*YOUR GOAL*. Transcribe each record precisely; images stay out.

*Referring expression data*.
++++++++++

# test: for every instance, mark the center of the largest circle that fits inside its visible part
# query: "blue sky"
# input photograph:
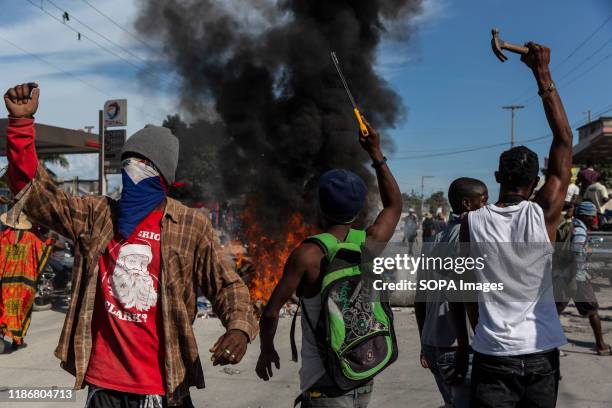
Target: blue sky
(452, 85)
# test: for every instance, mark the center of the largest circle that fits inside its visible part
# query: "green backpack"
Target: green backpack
(354, 333)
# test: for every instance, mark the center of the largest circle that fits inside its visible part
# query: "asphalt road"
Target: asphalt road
(585, 383)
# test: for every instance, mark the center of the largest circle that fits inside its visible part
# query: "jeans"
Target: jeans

++++++++++

*SOLUTION TO THE PROBLEM*.
# test: for every instance, mark the center of the largest circle that fits inside its visible part
# query: "blue sky"
# input photograph:
Target: blue sky
(452, 85)
# test: for every instance, mark the center of the largest circle that fits inside its visible part
# query: "green backpack"
Target: green backpack
(354, 333)
# test: for every instance, mark the center of the largest circle that fits inside its visible part
# query: "asphalt road"
Target: asphalt road
(585, 383)
# test: for every instance, mark the center of the largest circle that fits inside its visible part
# query: "jeans"
Target: jeans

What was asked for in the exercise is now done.